§ **Фрагмент документа**:
Малодушный Запад наших дней поклоняется молодости и незрелости как едва ли не высшей жизненной ценности. Все хотят быть моложе, и сохранять эту плоско понятую «молодость» до самого конца. Тут проявляется не только страх смерти без Бога, свойственный этому оставленному поколению, но и влияние всепроникающей демократической идеи – как это ни странно на первый взгляд. Демократия отрицает зрелость точно так же, как она отрицает авторитет. Если мы отказываем в уважении опыту и старшинству, вплоть до старшинства священника и царя, мы естественно лишаем зрелость ее места в обществе. Не знаю, неизбежен ли был этот уклон с самого начала, но сегодня отчетливо видно, как – за последние 100 лет – христианский мир из общества зрелых мужей превратился в толпу улюлюкающих мальчишек… «Не только не нужно зрелости, но и равняться следует на одну только незрелую юность» – как будто дух времени думает именно так. Но почему вы думаете, что истинное обаяние есть только скоропреходящее обаяние юности? Не выше ли его то обаяние, которое проявляется под конец, т. е. обаяние духа?

§ **Записи из набора данных**:
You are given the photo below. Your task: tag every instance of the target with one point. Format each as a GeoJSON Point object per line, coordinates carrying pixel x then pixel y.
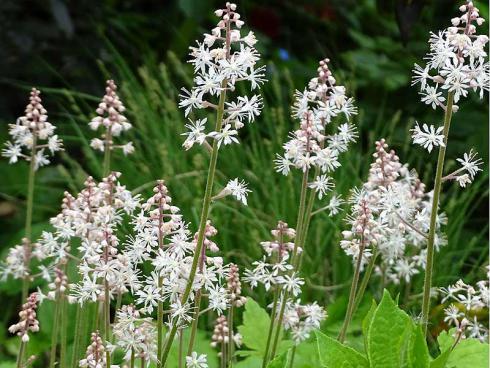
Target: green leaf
{"type": "Point", "coordinates": [335, 355]}
{"type": "Point", "coordinates": [468, 353]}
{"type": "Point", "coordinates": [250, 362]}
{"type": "Point", "coordinates": [418, 356]}
{"type": "Point", "coordinates": [279, 361]}
{"type": "Point", "coordinates": [389, 335]}
{"type": "Point", "coordinates": [255, 326]}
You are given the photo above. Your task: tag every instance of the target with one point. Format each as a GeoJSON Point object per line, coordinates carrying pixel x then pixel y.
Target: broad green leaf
{"type": "Point", "coordinates": [334, 355]}
{"type": "Point", "coordinates": [279, 361]}
{"type": "Point", "coordinates": [418, 356]}
{"type": "Point", "coordinates": [255, 326]}
{"type": "Point", "coordinates": [307, 355]}
{"type": "Point", "coordinates": [389, 335]}
{"type": "Point", "coordinates": [468, 353]}
{"type": "Point", "coordinates": [441, 360]}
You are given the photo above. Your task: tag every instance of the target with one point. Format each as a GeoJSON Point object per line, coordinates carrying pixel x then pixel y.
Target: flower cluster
{"type": "Point", "coordinates": [135, 334]}
{"type": "Point", "coordinates": [311, 145]}
{"type": "Point", "coordinates": [275, 270]}
{"type": "Point", "coordinates": [95, 356]}
{"type": "Point", "coordinates": [390, 217]}
{"type": "Point", "coordinates": [455, 65]}
{"type": "Point", "coordinates": [28, 321]}
{"type": "Point", "coordinates": [111, 118]}
{"type": "Point", "coordinates": [467, 304]}
{"type": "Point", "coordinates": [28, 133]}
{"type": "Point", "coordinates": [222, 59]}
{"type": "Point", "coordinates": [94, 217]}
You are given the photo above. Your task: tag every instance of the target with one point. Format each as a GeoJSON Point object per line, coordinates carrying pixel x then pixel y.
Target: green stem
{"type": "Point", "coordinates": [352, 294]}
{"type": "Point", "coordinates": [131, 364]}
{"type": "Point", "coordinates": [230, 337]}
{"type": "Point", "coordinates": [271, 328]}
{"type": "Point", "coordinates": [295, 258]}
{"type": "Point", "coordinates": [181, 348]}
{"type": "Point", "coordinates": [365, 280]}
{"type": "Point", "coordinates": [63, 331]}
{"type": "Point", "coordinates": [433, 214]}
{"type": "Point", "coordinates": [293, 354]}
{"type": "Point", "coordinates": [159, 324]}
{"type": "Point", "coordinates": [106, 168]}
{"type": "Point", "coordinates": [77, 336]}
{"type": "Point", "coordinates": [29, 210]}
{"type": "Point", "coordinates": [20, 357]}
{"type": "Point", "coordinates": [192, 336]}
{"type": "Point", "coordinates": [55, 331]}
{"type": "Point", "coordinates": [202, 224]}
{"type": "Point", "coordinates": [279, 325]}
{"type": "Point", "coordinates": [107, 321]}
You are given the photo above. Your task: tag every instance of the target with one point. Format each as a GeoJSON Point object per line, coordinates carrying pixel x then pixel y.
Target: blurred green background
{"type": "Point", "coordinates": [68, 49]}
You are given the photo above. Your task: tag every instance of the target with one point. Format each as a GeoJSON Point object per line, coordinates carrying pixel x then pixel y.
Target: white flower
{"type": "Point", "coordinates": [322, 185]}
{"type": "Point", "coordinates": [471, 163]}
{"type": "Point", "coordinates": [12, 152]}
{"type": "Point", "coordinates": [334, 205]}
{"type": "Point", "coordinates": [238, 189]}
{"type": "Point", "coordinates": [128, 148]}
{"type": "Point", "coordinates": [32, 128]}
{"type": "Point", "coordinates": [226, 136]}
{"type": "Point", "coordinates": [431, 96]}
{"type": "Point", "coordinates": [428, 137]}
{"type": "Point", "coordinates": [196, 361]}
{"type": "Point", "coordinates": [195, 133]}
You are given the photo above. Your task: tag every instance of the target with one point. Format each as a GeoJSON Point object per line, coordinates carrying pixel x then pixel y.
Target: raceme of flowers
{"type": "Point", "coordinates": [390, 215]}
{"type": "Point", "coordinates": [126, 247]}
{"type": "Point", "coordinates": [311, 146]}
{"type": "Point", "coordinates": [467, 304]}
{"type": "Point", "coordinates": [32, 135]}
{"type": "Point", "coordinates": [274, 272]}
{"type": "Point", "coordinates": [225, 57]}
{"type": "Point", "coordinates": [110, 117]}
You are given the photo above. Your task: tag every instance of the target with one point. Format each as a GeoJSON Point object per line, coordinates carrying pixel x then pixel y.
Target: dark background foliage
{"type": "Point", "coordinates": [68, 48]}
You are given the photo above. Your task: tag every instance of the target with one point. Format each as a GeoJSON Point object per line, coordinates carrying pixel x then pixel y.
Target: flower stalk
{"type": "Point", "coordinates": [433, 214]}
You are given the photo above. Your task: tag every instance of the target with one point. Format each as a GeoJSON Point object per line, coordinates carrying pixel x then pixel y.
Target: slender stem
{"type": "Point", "coordinates": [301, 213]}
{"type": "Point", "coordinates": [271, 328]}
{"type": "Point", "coordinates": [29, 210]}
{"type": "Point", "coordinates": [279, 324]}
{"type": "Point", "coordinates": [159, 323]}
{"type": "Point", "coordinates": [181, 348]}
{"type": "Point", "coordinates": [20, 357]}
{"type": "Point", "coordinates": [230, 337]}
{"type": "Point", "coordinates": [55, 331]}
{"type": "Point", "coordinates": [193, 332]}
{"type": "Point", "coordinates": [352, 294]}
{"type": "Point", "coordinates": [106, 168]}
{"type": "Point", "coordinates": [131, 364]}
{"type": "Point", "coordinates": [295, 259]}
{"type": "Point", "coordinates": [208, 194]}
{"type": "Point", "coordinates": [365, 280]}
{"type": "Point", "coordinates": [63, 331]}
{"type": "Point", "coordinates": [197, 306]}
{"type": "Point", "coordinates": [78, 334]}
{"type": "Point", "coordinates": [293, 354]}
{"type": "Point", "coordinates": [107, 321]}
{"type": "Point", "coordinates": [202, 224]}
{"type": "Point", "coordinates": [433, 214]}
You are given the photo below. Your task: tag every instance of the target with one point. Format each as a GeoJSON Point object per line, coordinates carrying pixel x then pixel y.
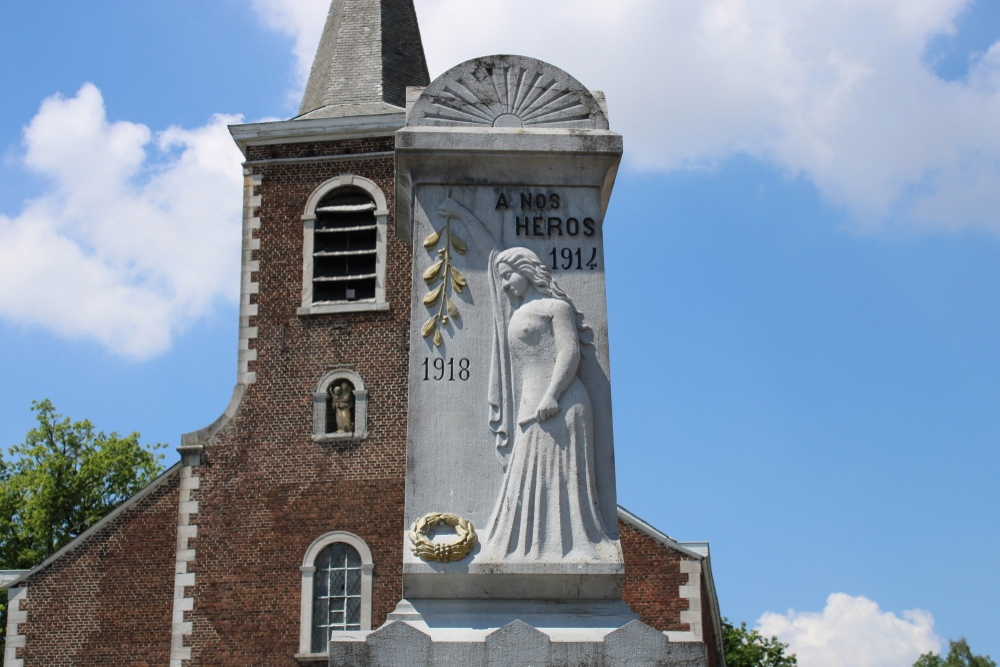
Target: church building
{"type": "Point", "coordinates": [282, 526]}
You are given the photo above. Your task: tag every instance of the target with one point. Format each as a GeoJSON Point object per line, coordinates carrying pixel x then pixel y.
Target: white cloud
{"type": "Point", "coordinates": [853, 631]}
{"type": "Point", "coordinates": [302, 20]}
{"type": "Point", "coordinates": [138, 235]}
{"type": "Point", "coordinates": [835, 91]}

§ **Задания**:
a – Определите, согласуются ли с фрагментом о культе молодости утверждения (i) «Демократия отрицает зрелость так же, как авторитет», (ii) «Во фрагменте выражена уверенность, что этот уклон был неизбежен с самого начала» и (iii) «Перемена в христианском мире произошла за последние 50 лет». На каждое ответьте «да» или «нет» и приведите решающие слова фрагмента дословной цитатой.
b – Выпишите из фрагмента о культе молодости все словоформы с корнем «зрел». Каждую форму укажите один раз, в порядке первого появления.
Записи представляют собой отдельный материал, не связанный с фрагментом.

§ **Ответы к заданиям**:
a –
(i) Да: «Демократия отрицает зрелость точно так же, как она отрицает авторитет».
(ii) Нет: «Не знаю, неизбежен ли был этот уклон с самого начала».
(iii) Нет: «за последние 100 лет».

b – незрелости, зрелость, зрелых, зрелости, незрелую